-- FRAGMENTO DE TEXTO --
====

La joroba es bella |
Se acerca otro cumpleaños. Ya escucho el susurro
hiriente del paso del tiempo una vez más, y reabro esta bitácora de las
eyaculaciones verbales para escribir sobre lo que creo que más conozco: sobre
mí mismo. ¿O acaso con 42 años a cuestas no soy ya suficiente conocedor de la
paupérrima obra que supone mi escuálida vida, plagada de alientos miserables y
promesas rotas? Quizás no, que coño, uno siempre tiene guardadas para sí mismo
sorpresas que van más allá del tamo generado en tu ombligo o de que alguna
maldita cana venga a recordar que yo prácticamente asistí a la invención de la
rueda.
42 es la cifra. A estas alturas ya queda bien eso
de decir “42 añazos” o “42 castañas”, como quitando hierro al asunto. ¡Qué
divertido es hacerse viejo! Sinceramente, lo único que me gusta de cumplir
años, es que sé que la opción de no cumplirlos es absolutamente peor.

====

-- LÍNEAS EXTRAÍDAS --

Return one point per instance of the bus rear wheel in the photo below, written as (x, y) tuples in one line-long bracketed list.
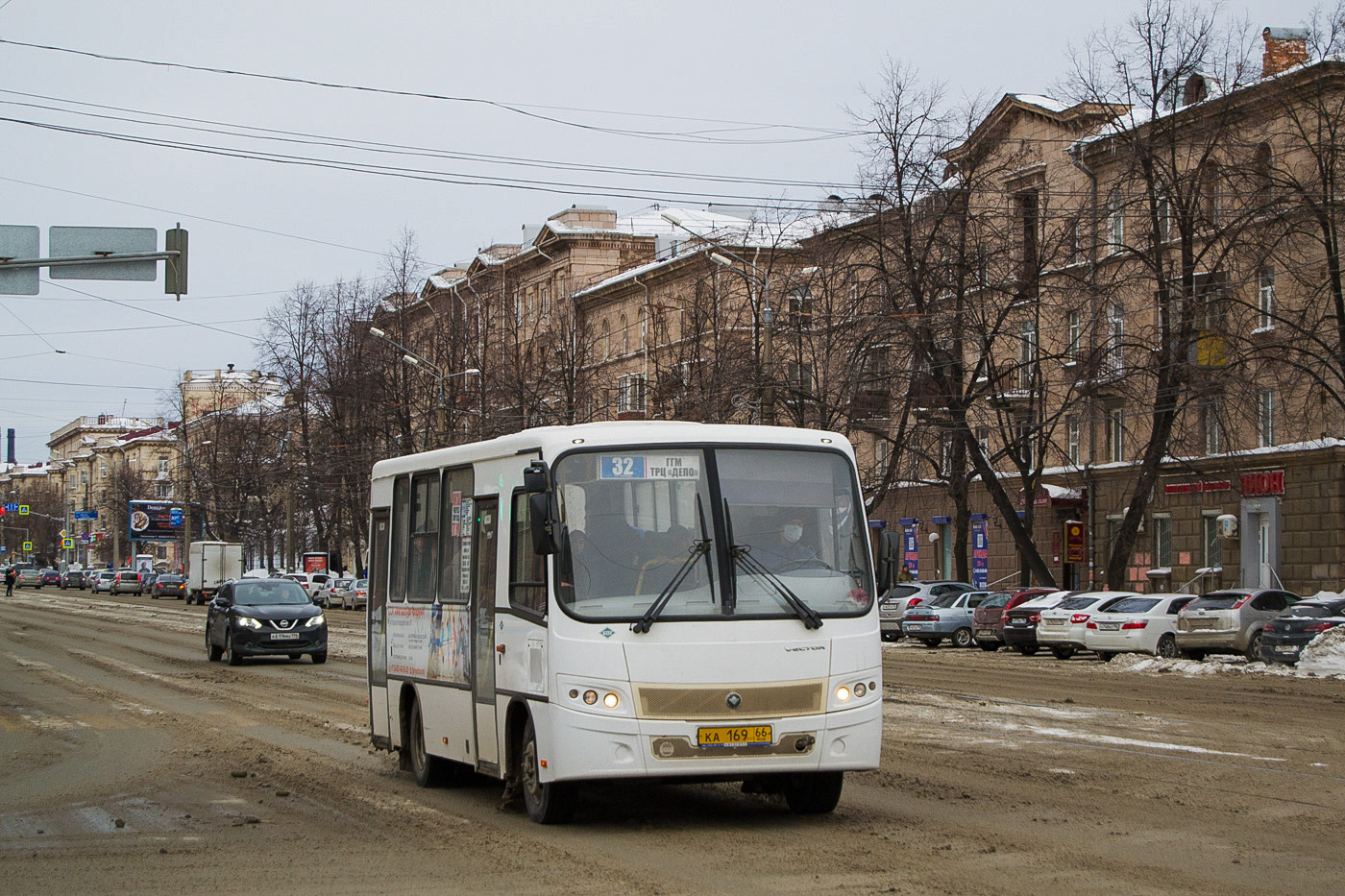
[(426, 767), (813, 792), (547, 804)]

====

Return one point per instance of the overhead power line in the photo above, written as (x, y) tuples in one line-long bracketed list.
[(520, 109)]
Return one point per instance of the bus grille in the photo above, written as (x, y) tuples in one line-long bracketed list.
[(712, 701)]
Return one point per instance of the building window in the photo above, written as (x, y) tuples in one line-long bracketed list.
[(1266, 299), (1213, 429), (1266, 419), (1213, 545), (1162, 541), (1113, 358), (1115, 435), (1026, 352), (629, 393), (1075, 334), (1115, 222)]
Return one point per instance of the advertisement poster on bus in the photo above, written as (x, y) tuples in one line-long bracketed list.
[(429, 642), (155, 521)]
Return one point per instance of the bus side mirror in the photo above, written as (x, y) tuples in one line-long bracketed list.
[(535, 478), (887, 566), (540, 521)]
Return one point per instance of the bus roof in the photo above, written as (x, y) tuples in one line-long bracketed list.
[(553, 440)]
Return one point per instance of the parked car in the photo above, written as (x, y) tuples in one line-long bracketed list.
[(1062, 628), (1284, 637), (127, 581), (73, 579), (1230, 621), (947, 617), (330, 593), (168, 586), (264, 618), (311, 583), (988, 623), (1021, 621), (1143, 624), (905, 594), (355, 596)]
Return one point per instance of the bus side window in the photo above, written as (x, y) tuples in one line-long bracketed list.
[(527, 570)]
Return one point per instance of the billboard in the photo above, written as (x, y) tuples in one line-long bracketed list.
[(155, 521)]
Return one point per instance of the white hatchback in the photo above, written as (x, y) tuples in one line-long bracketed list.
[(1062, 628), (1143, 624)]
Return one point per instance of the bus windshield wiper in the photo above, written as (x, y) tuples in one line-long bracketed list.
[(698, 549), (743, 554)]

====

-- LO QUE SE PIDE --
En el texto sobre el cumpleaños, copia cada combinación de sustantivo y adjetivo que aparece en la frase "la paupérrima obra que supone mi escuálida vida, plagada de alientos miserables y promesas rotas". Estas líneas proceden de una fuente distinta.

-- TAREA RESUELTA --
paupérrima obra; escuálida vida; alientos miserables; promesas rotas